> PROBLEM STATEMENT
Output each entry that follows exactly. Images stay out.

___ ENTRIES SHOWN

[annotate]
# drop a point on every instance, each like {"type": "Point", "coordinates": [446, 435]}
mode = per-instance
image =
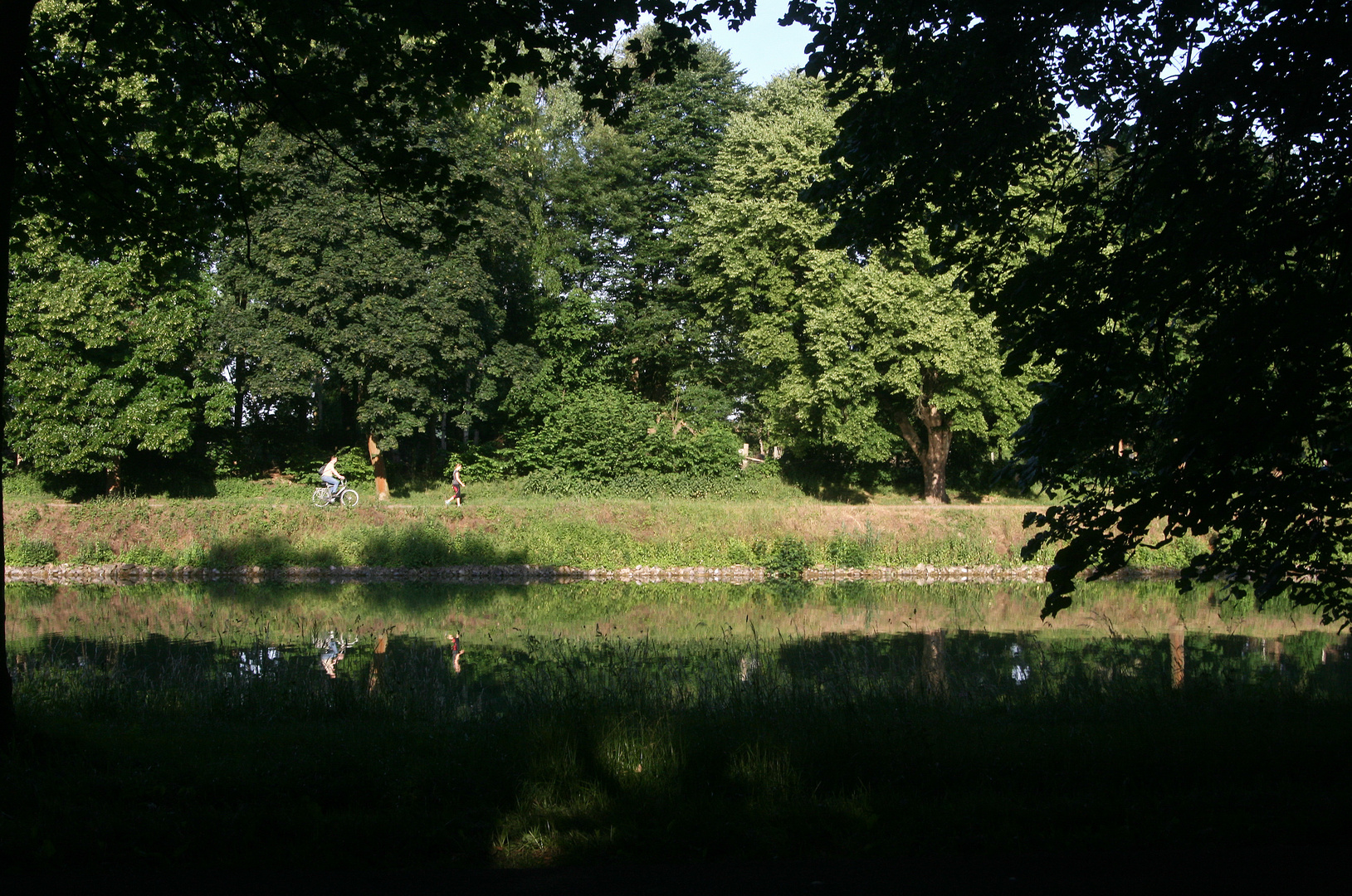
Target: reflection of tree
{"type": "Point", "coordinates": [1177, 655]}
{"type": "Point", "coordinates": [378, 663]}
{"type": "Point", "coordinates": [933, 672]}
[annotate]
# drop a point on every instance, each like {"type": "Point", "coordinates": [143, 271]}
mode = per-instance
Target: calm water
{"type": "Point", "coordinates": [459, 649]}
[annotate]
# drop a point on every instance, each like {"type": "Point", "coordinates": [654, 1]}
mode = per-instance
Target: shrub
{"type": "Point", "coordinates": [849, 552]}
{"type": "Point", "coordinates": [23, 485]}
{"type": "Point", "coordinates": [146, 556]}
{"type": "Point", "coordinates": [95, 553]}
{"type": "Point", "coordinates": [788, 558]}
{"type": "Point", "coordinates": [193, 556]}
{"type": "Point", "coordinates": [30, 553]}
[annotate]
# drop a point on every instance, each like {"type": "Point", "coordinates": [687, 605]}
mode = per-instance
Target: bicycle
{"type": "Point", "coordinates": [346, 496]}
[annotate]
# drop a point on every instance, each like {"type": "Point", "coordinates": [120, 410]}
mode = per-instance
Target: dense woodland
{"type": "Point", "coordinates": [245, 234]}
{"type": "Point", "coordinates": [559, 291]}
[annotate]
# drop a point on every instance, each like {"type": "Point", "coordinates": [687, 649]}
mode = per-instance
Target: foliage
{"type": "Point", "coordinates": [788, 557]}
{"type": "Point", "coordinates": [105, 358]}
{"type": "Point", "coordinates": [603, 433]}
{"type": "Point", "coordinates": [1194, 299]}
{"type": "Point", "coordinates": [30, 553]}
{"type": "Point", "coordinates": [95, 552]}
{"type": "Point", "coordinates": [863, 357]}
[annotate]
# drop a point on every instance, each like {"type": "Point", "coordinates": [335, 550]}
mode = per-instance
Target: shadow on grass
{"type": "Point", "coordinates": [415, 545]}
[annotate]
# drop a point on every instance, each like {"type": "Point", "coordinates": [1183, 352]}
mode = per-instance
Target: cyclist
{"type": "Point", "coordinates": [331, 477]}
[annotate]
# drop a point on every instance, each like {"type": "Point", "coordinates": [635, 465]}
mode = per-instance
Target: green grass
{"type": "Point", "coordinates": [273, 524]}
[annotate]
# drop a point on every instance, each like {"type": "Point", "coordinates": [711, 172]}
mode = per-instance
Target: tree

______

> WRITTEN SOLUTION
[annotate]
# drop a point on every instance, each like {"type": "Point", "coordinates": [446, 435]}
mode = per-instance
image =
Target: reflection of tree
{"type": "Point", "coordinates": [1177, 655]}
{"type": "Point", "coordinates": [378, 663]}
{"type": "Point", "coordinates": [933, 672]}
[annotate]
# drop a point on every instance, each like {"type": "Point", "coordinates": [143, 271]}
mode = per-instance
Target: calm water
{"type": "Point", "coordinates": [459, 649]}
[annotate]
# drop a point on every instance, each like {"type": "Point", "coordinates": [654, 1]}
mode = per-instance
Target: shrub
{"type": "Point", "coordinates": [849, 552]}
{"type": "Point", "coordinates": [23, 485]}
{"type": "Point", "coordinates": [146, 556]}
{"type": "Point", "coordinates": [95, 553]}
{"type": "Point", "coordinates": [788, 558]}
{"type": "Point", "coordinates": [193, 556]}
{"type": "Point", "coordinates": [30, 553]}
[annotate]
# drop a point on every instance, each like {"type": "Point", "coordinates": [687, 605]}
mode = per-instance
Target: bicycle
{"type": "Point", "coordinates": [346, 496]}
[annotate]
# drop a point on every instance, each like {"type": "Point", "coordinates": [120, 410]}
mode = per-instance
Target: dense woodland
{"type": "Point", "coordinates": [245, 234]}
{"type": "Point", "coordinates": [559, 291]}
[annotate]
# drop a point on every instance, each like {"type": "Point", "coordinates": [687, 649]}
mode = per-instance
Target: foliage
{"type": "Point", "coordinates": [788, 557]}
{"type": "Point", "coordinates": [105, 358]}
{"type": "Point", "coordinates": [603, 433]}
{"type": "Point", "coordinates": [1194, 299]}
{"type": "Point", "coordinates": [30, 553]}
{"type": "Point", "coordinates": [95, 552]}
{"type": "Point", "coordinates": [863, 357]}
[annotate]
# drop a point on every instance, each like {"type": "Point", "coordinates": [335, 550]}
mode = per-instance
Target: shadow on grass
{"type": "Point", "coordinates": [415, 545]}
[annotate]
# drop a point on every instance, each like {"type": "Point", "coordinates": [1183, 352]}
mode = per-instance
Target: cyclist
{"type": "Point", "coordinates": [331, 477]}
[annotate]
# drop a point on every instance, each like {"type": "Point", "coordinates": [635, 465]}
mode = per-instance
Target: green grass
{"type": "Point", "coordinates": [273, 524]}
[annotate]
# drop a point on every instance, each like {"type": "Point", "coordinates": [711, 172]}
mode = per-instance
Target: tree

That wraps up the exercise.